§ SHORT TASK
Write out every line of the material below as a numbered list, omitting any blank lines.

START

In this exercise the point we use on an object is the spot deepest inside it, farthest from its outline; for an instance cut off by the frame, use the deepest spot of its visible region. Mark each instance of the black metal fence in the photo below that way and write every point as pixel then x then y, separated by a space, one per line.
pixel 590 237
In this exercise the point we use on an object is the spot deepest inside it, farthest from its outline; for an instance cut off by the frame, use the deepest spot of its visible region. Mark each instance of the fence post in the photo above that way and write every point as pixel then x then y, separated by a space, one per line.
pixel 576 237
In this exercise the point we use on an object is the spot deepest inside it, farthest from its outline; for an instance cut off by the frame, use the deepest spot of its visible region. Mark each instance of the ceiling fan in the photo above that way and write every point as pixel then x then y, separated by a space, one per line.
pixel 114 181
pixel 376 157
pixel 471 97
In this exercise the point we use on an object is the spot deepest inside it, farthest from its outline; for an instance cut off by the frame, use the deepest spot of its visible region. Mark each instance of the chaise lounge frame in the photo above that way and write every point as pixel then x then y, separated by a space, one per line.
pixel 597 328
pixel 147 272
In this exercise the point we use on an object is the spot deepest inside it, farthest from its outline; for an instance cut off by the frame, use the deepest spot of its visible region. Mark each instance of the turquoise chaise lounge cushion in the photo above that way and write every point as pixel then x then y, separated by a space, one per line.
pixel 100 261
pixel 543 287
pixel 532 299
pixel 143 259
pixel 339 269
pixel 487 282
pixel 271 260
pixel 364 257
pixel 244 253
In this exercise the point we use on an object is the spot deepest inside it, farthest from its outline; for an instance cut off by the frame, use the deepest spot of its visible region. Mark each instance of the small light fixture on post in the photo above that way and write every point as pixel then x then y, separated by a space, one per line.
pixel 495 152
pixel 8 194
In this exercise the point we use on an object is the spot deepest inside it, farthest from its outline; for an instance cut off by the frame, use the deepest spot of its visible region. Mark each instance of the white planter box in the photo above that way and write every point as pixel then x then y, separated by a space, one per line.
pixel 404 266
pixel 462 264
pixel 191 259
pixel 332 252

END

§ TASK OUTPUT
1. In this exercise the point we use on an object is the spot deepest inside it, farthest from its outline; for an instance cut off by the frame, use the deepest spot of its visible region. Mark each instance of the black metal fence in the photo below that way and write every point as pixel then x then y, separated by a space, one per line.
2. pixel 590 237
3. In this exercise the point we use on an object is the spot deepest inside it, farthest from its outline; for an instance cut off by the frame, use the deepest spot of its visible region. Mark each instance of the fence post in the photo above that way and write every point as pixel then x then y, separated by a space, one per line.
4. pixel 576 237
5. In this exercise the point we use on an object is the spot deepest inside it, farthest from its outline; for an instance cut off by the frame, use the deepest spot of its visible region. Mark each instance of the ceiling fan in the photo above that way and write every point as pixel then x then y, separated by a space, one per line.
6. pixel 114 181
7. pixel 376 157
8. pixel 471 97
9. In this exercise the point we use on an object is the spot deepest inside it, farthest from its outline; for an instance cut off by the frame, use the deepest spot of its visible region. Mark each instance of the chaise lounge frame in the photo above that way and write every point as pixel then x then y, separated by a space, one per line.
10. pixel 597 328
11. pixel 147 272
12. In this exercise the point we use on an object is the spot deepest inside it, farthest from its outline; for an instance cut off by the frame, use the deepest spot of its visible region. Mark each instance of the turquoise chaise lounge cushion in the photo above that way and write every point as pixel then x then y, separated by a space, one per line.
13. pixel 100 261
14. pixel 543 287
15. pixel 532 299
16. pixel 143 259
17. pixel 339 269
18. pixel 487 282
19. pixel 271 260
20. pixel 364 257
21. pixel 244 253
22. In this exercise the point we use on an object is the spot deepest inside it, farthest from its outline; for an instance cut off by the frame, use the deepest spot of its visible region. Mark each instance of the small light fixture on post in the photo above that way and write every point as pixel then x then y, separated by a space, one per line.
23. pixel 495 152
24. pixel 8 194
25. In this exercise the point we use on an object is the spot deepest inside it, farthest from its outline; for an instance cut off by the frame, use the deepest spot of its visible region. Mark each instance of the white planter box in the photo above that way and write every point as pixel then x then y, separated by a space, one per line.
26. pixel 404 266
27. pixel 462 264
28. pixel 191 259
29. pixel 332 252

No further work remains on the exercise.